### GOAL OF THE EXERCISE
Looking at the material below, count the lines that contain "pixels" and answer with the count only.

### PROVIDED RECORDS
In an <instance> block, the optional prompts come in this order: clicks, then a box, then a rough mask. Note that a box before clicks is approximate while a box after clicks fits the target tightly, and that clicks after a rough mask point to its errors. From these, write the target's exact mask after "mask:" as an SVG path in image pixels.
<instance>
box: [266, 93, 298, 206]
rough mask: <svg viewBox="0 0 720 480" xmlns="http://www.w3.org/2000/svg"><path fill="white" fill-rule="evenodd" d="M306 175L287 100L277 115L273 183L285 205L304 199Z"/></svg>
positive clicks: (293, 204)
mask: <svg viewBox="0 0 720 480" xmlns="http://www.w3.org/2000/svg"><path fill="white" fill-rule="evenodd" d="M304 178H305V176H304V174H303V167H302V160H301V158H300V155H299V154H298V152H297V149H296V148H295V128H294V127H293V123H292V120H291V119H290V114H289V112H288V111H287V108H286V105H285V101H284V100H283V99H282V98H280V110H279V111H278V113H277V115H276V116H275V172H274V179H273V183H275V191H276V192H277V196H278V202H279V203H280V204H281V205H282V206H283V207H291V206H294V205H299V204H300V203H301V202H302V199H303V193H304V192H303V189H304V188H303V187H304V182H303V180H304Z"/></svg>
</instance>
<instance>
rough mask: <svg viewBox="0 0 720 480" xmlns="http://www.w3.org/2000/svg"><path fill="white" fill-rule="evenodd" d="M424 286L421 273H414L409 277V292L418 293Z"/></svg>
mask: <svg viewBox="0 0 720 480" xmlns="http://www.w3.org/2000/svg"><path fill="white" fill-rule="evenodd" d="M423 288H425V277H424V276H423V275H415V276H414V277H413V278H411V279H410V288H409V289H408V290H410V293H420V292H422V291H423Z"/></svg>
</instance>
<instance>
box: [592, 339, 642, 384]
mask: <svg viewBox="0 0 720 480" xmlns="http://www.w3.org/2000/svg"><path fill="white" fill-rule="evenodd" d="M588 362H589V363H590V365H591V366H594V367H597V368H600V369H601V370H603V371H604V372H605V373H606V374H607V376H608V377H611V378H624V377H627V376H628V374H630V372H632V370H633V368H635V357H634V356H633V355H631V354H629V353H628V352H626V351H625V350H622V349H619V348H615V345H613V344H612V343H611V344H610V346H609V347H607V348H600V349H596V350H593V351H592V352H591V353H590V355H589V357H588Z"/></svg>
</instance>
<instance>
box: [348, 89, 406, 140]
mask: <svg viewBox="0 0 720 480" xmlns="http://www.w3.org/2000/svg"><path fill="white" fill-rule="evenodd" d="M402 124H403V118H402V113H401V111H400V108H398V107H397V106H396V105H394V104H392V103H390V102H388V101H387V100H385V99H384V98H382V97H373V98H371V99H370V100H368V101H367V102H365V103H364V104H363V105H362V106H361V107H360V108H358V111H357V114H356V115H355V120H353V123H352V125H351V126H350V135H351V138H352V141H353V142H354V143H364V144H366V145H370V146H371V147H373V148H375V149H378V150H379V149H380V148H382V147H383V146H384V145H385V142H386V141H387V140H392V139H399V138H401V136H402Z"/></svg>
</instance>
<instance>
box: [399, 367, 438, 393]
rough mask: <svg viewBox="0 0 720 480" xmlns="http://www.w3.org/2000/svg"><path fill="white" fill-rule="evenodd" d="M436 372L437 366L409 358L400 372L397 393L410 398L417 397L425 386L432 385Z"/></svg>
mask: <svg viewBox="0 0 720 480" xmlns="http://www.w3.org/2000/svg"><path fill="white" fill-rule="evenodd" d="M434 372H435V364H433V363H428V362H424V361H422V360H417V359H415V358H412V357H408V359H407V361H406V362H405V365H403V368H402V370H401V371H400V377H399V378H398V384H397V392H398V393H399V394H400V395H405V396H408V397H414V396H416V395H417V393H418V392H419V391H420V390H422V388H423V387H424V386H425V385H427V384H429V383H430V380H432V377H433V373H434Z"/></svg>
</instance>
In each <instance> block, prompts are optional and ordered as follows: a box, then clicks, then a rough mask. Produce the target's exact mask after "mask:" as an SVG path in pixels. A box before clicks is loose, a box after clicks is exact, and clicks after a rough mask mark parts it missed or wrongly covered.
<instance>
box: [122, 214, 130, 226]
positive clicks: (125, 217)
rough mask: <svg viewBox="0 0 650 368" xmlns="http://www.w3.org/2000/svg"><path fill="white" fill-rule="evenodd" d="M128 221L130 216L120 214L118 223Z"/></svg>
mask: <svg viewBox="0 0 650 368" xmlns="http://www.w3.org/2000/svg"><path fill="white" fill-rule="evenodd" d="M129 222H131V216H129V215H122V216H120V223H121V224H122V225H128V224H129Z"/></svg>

### EXPECTED OUTPUT
2